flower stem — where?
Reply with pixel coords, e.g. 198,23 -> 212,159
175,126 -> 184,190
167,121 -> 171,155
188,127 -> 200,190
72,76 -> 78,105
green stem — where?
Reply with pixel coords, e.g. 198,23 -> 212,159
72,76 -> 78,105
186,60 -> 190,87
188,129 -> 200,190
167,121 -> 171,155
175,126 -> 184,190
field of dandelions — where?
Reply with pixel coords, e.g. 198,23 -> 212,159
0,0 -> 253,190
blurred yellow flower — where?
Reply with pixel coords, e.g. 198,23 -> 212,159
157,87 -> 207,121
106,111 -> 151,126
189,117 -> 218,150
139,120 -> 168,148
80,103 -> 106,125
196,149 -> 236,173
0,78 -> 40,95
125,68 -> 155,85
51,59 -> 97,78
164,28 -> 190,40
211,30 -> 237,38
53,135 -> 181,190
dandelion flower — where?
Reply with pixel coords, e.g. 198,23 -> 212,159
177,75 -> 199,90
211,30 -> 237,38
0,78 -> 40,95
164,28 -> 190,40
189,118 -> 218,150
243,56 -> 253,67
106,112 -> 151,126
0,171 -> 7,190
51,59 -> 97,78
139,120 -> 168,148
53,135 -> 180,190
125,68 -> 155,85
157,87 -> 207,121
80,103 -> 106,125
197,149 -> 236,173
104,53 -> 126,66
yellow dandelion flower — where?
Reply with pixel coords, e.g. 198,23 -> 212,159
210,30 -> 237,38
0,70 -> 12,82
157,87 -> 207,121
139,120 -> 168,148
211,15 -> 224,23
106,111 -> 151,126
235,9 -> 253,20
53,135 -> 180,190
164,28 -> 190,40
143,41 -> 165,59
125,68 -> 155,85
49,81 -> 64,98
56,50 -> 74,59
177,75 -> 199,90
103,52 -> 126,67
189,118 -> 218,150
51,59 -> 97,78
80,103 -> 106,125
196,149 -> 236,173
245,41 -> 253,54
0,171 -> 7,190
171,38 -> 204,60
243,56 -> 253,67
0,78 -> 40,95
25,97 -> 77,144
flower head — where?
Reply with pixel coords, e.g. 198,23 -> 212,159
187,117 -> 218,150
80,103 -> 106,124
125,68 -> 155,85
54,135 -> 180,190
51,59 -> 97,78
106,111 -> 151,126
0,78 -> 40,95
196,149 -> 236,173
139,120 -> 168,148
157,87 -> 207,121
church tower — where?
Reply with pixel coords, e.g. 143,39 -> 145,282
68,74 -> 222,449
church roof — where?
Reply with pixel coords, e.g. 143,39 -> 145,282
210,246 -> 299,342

## STATED TASK
Copy every one of the lines above, word for word and in the same order.

## THE SOLUTION
flower stem — where?
Reply with pixel coords, e.g. 198,23 -> 212,159
175,126 -> 184,190
167,121 -> 171,155
188,127 -> 200,190
72,76 -> 78,105
green stem — where?
Reply with pixel coords, e.g. 198,23 -> 212,159
72,76 -> 78,105
186,60 -> 190,87
188,129 -> 200,190
167,121 -> 171,155
175,126 -> 184,190
field of dandelions — where?
Reply with pixel coords, e.g. 198,23 -> 212,159
0,0 -> 253,190
blurred yellow flower — where?
Reply with pixel coords, e.g. 198,23 -> 212,159
157,87 -> 207,121
106,111 -> 151,126
189,117 -> 218,150
139,120 -> 168,148
80,103 -> 106,125
196,149 -> 236,173
0,78 -> 40,95
125,68 -> 155,85
51,59 -> 97,78
164,28 -> 190,40
211,30 -> 237,38
53,135 -> 181,190
dandelion flower — where?
Reply with pixel coords, e.g. 198,23 -> 212,159
177,75 -> 199,90
211,30 -> 237,38
0,78 -> 40,95
164,28 -> 190,40
189,118 -> 218,150
243,56 -> 253,67
106,112 -> 151,126
0,171 -> 7,190
51,59 -> 97,78
139,120 -> 168,148
53,135 -> 180,190
125,68 -> 155,85
157,87 -> 207,121
80,103 -> 106,125
197,149 -> 236,173
104,53 -> 126,66
yellow dandelion flower — where?
Reply with pixel coords, e.g. 198,23 -> 212,159
210,30 -> 237,38
0,70 -> 12,82
157,87 -> 207,121
139,120 -> 168,148
211,15 -> 224,23
106,111 -> 151,126
235,9 -> 253,20
53,135 -> 180,190
164,28 -> 190,40
143,41 -> 165,59
125,68 -> 155,85
49,81 -> 64,98
56,50 -> 74,59
177,75 -> 199,90
103,52 -> 126,67
189,118 -> 218,150
51,59 -> 97,78
80,103 -> 106,125
196,149 -> 236,173
245,41 -> 253,54
0,171 -> 7,190
171,38 -> 204,60
243,56 -> 253,67
0,78 -> 40,95
25,97 -> 77,144
flower head — where?
Reply with pixel coords, e.g. 198,23 -> 212,159
187,117 -> 218,150
80,103 -> 106,124
125,68 -> 155,85
54,135 -> 180,190
51,59 -> 97,78
106,111 -> 151,126
0,78 -> 40,95
196,149 -> 236,173
139,120 -> 168,148
157,87 -> 207,121
church tower — where?
Reply with pixel coords, e.g. 143,39 -> 145,282
68,74 -> 222,449
church roof — where?
Reply with pixel coords, e.g. 143,39 -> 145,282
210,246 -> 299,342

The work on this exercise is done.